▶ _AUFGABENBESCHREIBUNG_
Wähle aus den folgenden Daten jede Zeile aus, in der die Zeichenfolge „blue“ vorkommt, und gib diese Zeilen wieder. Dabei ist die Groß- und Kleinschreibung zu beachten.

* * * * *

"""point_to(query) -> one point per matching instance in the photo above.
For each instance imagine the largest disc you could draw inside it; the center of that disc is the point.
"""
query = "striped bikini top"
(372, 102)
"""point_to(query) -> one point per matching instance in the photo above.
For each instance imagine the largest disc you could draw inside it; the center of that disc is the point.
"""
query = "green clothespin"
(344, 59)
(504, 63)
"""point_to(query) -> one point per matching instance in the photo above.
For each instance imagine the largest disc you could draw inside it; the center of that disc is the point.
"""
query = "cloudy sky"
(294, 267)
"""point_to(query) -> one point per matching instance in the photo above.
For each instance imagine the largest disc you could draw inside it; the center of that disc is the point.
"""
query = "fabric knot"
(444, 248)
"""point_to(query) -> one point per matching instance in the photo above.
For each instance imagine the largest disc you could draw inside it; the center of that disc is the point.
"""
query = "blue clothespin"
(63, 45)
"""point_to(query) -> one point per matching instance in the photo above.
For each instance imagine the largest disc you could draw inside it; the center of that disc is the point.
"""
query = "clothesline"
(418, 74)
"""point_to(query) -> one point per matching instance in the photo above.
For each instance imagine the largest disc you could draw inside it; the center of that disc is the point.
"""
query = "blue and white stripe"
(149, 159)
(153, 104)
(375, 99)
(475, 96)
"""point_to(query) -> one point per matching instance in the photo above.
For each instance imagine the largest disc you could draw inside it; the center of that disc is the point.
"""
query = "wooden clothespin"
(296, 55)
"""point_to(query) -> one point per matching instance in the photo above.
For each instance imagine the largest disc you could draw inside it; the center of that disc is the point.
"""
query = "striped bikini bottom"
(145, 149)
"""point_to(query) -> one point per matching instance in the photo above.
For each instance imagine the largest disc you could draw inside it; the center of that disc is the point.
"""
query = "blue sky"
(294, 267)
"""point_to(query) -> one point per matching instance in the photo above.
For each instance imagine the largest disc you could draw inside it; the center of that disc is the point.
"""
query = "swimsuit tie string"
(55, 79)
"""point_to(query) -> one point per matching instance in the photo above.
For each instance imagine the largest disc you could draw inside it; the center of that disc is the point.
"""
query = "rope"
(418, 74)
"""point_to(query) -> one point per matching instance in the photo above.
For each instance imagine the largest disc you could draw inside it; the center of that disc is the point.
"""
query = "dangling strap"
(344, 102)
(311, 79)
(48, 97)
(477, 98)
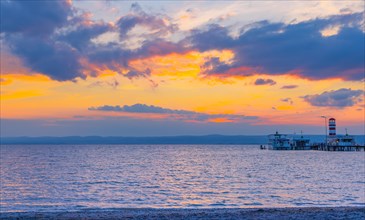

* * * * *

▶ _ERGEBNIS_
query = "blue clothespin"
query = "blue and white stripe"
query = "blue sky"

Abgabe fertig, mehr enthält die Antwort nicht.